> [Exercise brief] Go through the data below and repeat it exactly, skipping each picture.

> [Data]
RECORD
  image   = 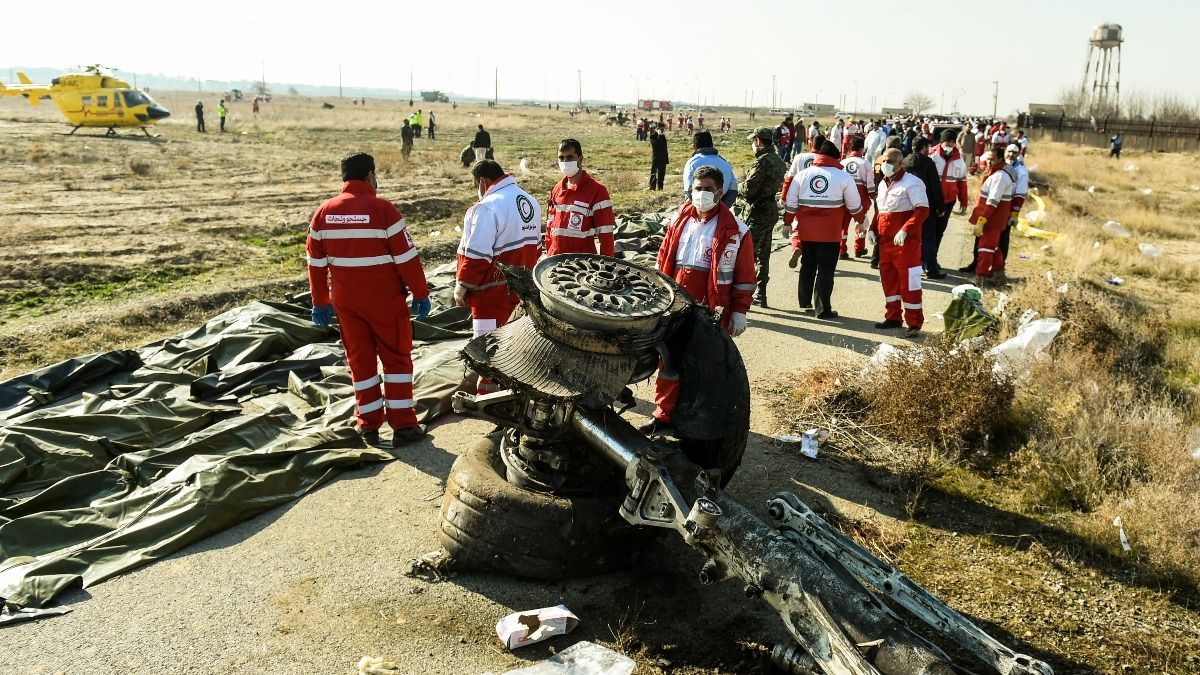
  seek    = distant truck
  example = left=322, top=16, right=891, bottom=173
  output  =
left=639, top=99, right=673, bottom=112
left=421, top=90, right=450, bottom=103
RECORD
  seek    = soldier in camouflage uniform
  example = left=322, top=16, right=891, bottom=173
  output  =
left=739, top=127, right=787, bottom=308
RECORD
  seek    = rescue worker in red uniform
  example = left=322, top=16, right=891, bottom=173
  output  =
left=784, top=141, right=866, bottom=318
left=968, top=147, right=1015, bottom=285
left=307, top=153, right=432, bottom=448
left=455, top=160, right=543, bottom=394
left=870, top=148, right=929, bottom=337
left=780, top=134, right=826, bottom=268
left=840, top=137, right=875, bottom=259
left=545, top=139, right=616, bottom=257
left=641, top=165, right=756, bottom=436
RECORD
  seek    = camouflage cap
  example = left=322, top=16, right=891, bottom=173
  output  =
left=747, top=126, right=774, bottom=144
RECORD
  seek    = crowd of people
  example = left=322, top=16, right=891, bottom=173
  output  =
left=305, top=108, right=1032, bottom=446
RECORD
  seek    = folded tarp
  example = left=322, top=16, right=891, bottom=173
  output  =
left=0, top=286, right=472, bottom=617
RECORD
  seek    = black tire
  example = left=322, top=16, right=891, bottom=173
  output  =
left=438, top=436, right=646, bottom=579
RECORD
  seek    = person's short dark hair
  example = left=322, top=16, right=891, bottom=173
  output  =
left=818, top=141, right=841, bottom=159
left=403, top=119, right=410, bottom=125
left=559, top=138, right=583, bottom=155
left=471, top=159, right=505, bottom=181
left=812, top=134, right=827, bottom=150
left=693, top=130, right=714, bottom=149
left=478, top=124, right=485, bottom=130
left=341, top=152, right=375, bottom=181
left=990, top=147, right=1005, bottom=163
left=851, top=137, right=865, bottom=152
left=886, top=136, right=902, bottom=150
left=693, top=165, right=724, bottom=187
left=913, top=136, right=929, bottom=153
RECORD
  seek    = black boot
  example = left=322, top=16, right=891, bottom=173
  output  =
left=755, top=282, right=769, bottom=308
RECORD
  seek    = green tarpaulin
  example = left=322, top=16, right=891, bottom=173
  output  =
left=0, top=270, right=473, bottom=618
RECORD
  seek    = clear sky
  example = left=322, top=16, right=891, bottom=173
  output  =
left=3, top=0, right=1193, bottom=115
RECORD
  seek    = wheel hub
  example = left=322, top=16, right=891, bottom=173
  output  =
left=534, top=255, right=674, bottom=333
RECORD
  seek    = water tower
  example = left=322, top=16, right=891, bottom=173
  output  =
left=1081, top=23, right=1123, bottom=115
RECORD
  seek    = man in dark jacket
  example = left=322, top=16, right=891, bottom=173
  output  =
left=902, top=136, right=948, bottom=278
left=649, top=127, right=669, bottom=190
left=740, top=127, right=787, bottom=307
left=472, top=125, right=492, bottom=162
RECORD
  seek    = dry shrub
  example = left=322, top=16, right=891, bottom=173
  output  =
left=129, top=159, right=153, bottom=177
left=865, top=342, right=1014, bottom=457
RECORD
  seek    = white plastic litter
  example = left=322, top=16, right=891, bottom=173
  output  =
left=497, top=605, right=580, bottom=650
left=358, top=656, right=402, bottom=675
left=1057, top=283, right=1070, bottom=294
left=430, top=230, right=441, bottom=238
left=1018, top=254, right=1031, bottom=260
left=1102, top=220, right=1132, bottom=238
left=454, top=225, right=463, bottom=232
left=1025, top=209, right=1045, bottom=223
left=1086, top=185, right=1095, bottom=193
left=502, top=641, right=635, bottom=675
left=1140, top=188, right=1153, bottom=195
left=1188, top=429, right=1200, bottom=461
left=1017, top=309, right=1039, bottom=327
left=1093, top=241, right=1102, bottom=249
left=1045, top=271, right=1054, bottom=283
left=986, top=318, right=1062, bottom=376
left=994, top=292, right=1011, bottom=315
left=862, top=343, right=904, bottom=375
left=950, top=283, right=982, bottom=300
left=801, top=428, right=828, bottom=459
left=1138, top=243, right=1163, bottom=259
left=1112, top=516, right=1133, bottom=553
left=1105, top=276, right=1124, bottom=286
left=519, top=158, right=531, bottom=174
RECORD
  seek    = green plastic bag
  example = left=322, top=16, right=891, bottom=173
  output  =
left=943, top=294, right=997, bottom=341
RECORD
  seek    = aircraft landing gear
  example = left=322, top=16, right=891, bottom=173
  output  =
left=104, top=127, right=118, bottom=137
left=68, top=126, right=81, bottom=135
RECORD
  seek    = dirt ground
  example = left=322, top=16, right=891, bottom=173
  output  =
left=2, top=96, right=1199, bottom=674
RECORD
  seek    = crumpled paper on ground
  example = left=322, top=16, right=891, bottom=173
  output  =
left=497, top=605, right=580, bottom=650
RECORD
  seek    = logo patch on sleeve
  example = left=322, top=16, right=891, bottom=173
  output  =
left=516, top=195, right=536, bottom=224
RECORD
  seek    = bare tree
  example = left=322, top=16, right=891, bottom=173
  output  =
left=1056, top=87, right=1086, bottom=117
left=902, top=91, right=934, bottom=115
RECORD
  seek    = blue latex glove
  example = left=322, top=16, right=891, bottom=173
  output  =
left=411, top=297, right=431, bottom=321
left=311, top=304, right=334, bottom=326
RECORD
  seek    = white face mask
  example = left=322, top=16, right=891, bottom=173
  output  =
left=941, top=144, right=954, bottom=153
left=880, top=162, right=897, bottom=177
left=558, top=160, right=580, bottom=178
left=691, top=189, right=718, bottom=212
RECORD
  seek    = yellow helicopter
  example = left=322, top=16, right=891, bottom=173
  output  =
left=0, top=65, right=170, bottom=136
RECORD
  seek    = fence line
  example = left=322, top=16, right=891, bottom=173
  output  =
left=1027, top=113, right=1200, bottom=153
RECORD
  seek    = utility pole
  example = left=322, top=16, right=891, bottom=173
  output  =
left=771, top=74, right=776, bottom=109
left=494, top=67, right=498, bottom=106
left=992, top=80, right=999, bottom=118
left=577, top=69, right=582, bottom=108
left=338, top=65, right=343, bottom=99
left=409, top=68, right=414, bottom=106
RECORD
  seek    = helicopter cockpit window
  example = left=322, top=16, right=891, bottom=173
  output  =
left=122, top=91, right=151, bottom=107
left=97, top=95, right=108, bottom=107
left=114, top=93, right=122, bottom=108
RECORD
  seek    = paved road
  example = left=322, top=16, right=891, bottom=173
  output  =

> [Problem solution]
RECORD
  image   = 
  seek    = distant truck
  example = left=322, top=16, right=891, bottom=173
  output  =
left=639, top=99, right=673, bottom=112
left=421, top=90, right=450, bottom=103
RECORD
  seek    = soldier in camouflage uniform
  example = left=322, top=16, right=891, bottom=173
  output  =
left=739, top=127, right=787, bottom=308
RECORD
  seek    = rescue worker in red uniform
  example = left=322, top=16, right=891, bottom=173
  output  =
left=784, top=141, right=866, bottom=318
left=968, top=147, right=1015, bottom=285
left=307, top=153, right=432, bottom=448
left=455, top=160, right=543, bottom=394
left=870, top=148, right=929, bottom=337
left=780, top=134, right=826, bottom=268
left=840, top=137, right=875, bottom=259
left=545, top=139, right=616, bottom=257
left=641, top=165, right=756, bottom=436
RECORD
  seek    = camouflage cap
  example = left=322, top=16, right=891, bottom=173
  output  =
left=747, top=126, right=774, bottom=144
RECORD
  seek    = crowd of people
  example = left=322, top=16, right=891, bottom=173
  output  =
left=305, top=108, right=1032, bottom=446
RECORD
  seek    = folded tarp
  example = left=322, top=16, right=891, bottom=173
  output  =
left=0, top=286, right=472, bottom=617
RECORD
  seek    = black tire
  example = left=322, top=16, right=891, bottom=173
  output  =
left=438, top=436, right=646, bottom=579
RECORD
  seek    = person's short dark hair
  example = left=322, top=16, right=891, bottom=173
  output  =
left=818, top=141, right=841, bottom=159
left=403, top=119, right=410, bottom=125
left=559, top=138, right=583, bottom=155
left=471, top=159, right=505, bottom=181
left=812, top=134, right=827, bottom=150
left=693, top=130, right=714, bottom=149
left=478, top=124, right=485, bottom=130
left=341, top=152, right=375, bottom=181
left=990, top=147, right=1005, bottom=163
left=851, top=137, right=865, bottom=152
left=886, top=136, right=902, bottom=150
left=693, top=165, right=724, bottom=187
left=913, top=136, right=929, bottom=153
RECORD
  seek    = black boot
  example = left=322, top=16, right=891, bottom=173
  output  =
left=755, top=282, right=769, bottom=308
RECORD
  seek    = green tarpaulin
  example = left=322, top=16, right=891, bottom=173
  output  =
left=0, top=270, right=473, bottom=618
RECORD
  seek    = clear sky
  example = left=322, top=16, right=891, bottom=173
  output  =
left=3, top=0, right=1193, bottom=115
RECORD
  seek    = wheel hub
  example = left=322, top=16, right=891, bottom=173
  output  =
left=534, top=255, right=674, bottom=333
RECORD
  seek    = water tower
  example = left=322, top=16, right=891, bottom=173
  output  =
left=1081, top=23, right=1123, bottom=115
RECORD
  seek    = man in dark jacket
  example = left=322, top=16, right=891, bottom=173
  output  =
left=902, top=136, right=948, bottom=278
left=649, top=127, right=669, bottom=190
left=740, top=127, right=787, bottom=307
left=472, top=125, right=492, bottom=162
RECORD
  seek    = dry shrub
  example = left=322, top=16, right=891, bottom=173
  output  =
left=129, top=159, right=153, bottom=177
left=865, top=342, right=1014, bottom=457
RECORD
  seek    = white plastic litter
  example = left=322, top=16, right=891, bottom=173
  output  =
left=497, top=605, right=580, bottom=650
left=358, top=656, right=402, bottom=675
left=1057, top=283, right=1070, bottom=294
left=430, top=230, right=441, bottom=238
left=1018, top=254, right=1031, bottom=260
left=1102, top=220, right=1132, bottom=238
left=454, top=225, right=463, bottom=232
left=1025, top=209, right=1045, bottom=223
left=1086, top=185, right=1095, bottom=193
left=502, top=641, right=635, bottom=675
left=1140, top=188, right=1153, bottom=195
left=1188, top=429, right=1200, bottom=461
left=1017, top=309, right=1039, bottom=327
left=1093, top=241, right=1102, bottom=249
left=1045, top=271, right=1054, bottom=283
left=986, top=318, right=1062, bottom=376
left=994, top=292, right=1011, bottom=315
left=862, top=343, right=904, bottom=375
left=950, top=283, right=982, bottom=300
left=801, top=428, right=828, bottom=459
left=1138, top=243, right=1163, bottom=259
left=1112, top=516, right=1133, bottom=553
left=1105, top=276, right=1124, bottom=286
left=519, top=158, right=531, bottom=174
RECORD
  seek    = green plastic bag
  example = left=322, top=16, right=891, bottom=173
  output  =
left=943, top=294, right=997, bottom=341
RECORD
  seek    = aircraft landing gear
  example = left=322, top=16, right=891, bottom=173
  output  =
left=104, top=127, right=118, bottom=137
left=68, top=126, right=81, bottom=135
RECORD
  seek    = dirt ground
  example = left=322, top=16, right=891, bottom=173
  output  =
left=2, top=96, right=1199, bottom=674
RECORD
  seek    = crumpled paper on ground
  example = left=322, top=16, right=891, bottom=173
  output  =
left=497, top=605, right=580, bottom=650
RECORD
  seek    = logo patch on sleeve
  example = left=322, top=16, right=891, bottom=173
  output  =
left=516, top=195, right=536, bottom=224
RECORD
  seek    = bare tree
  example = left=322, top=16, right=891, bottom=173
  output  =
left=1056, top=87, right=1086, bottom=117
left=902, top=91, right=934, bottom=115
RECORD
  seek    = blue latex glove
  example = left=322, top=16, right=891, bottom=173
  output  =
left=411, top=297, right=431, bottom=321
left=311, top=304, right=334, bottom=326
RECORD
  seek    = white face mask
  example = left=322, top=16, right=891, bottom=173
  output  =
left=941, top=144, right=954, bottom=153
left=880, top=162, right=897, bottom=177
left=558, top=160, right=580, bottom=178
left=691, top=189, right=718, bottom=212
RECORD
  seek    = yellow helicopter
  example = left=322, top=16, right=891, bottom=173
  output  =
left=0, top=65, right=170, bottom=136
RECORD
  seek    = fence line
  example = left=322, top=16, right=891, bottom=173
  output  =
left=1027, top=113, right=1200, bottom=153
RECORD
  seek    = utility pole
  example = left=322, top=16, right=891, bottom=173
  output  =
left=771, top=74, right=776, bottom=109
left=494, top=67, right=498, bottom=106
left=992, top=80, right=999, bottom=118
left=577, top=69, right=582, bottom=108
left=338, top=65, right=343, bottom=99
left=409, top=68, right=414, bottom=106
RECORD
  seek    = helicopter cockpit window
  example = left=322, top=16, right=891, bottom=173
  output  =
left=122, top=91, right=151, bottom=107
left=97, top=95, right=108, bottom=107
left=114, top=93, right=122, bottom=108
RECORD
  seek    = paved road
  example = left=322, top=16, right=891, bottom=173
  output  =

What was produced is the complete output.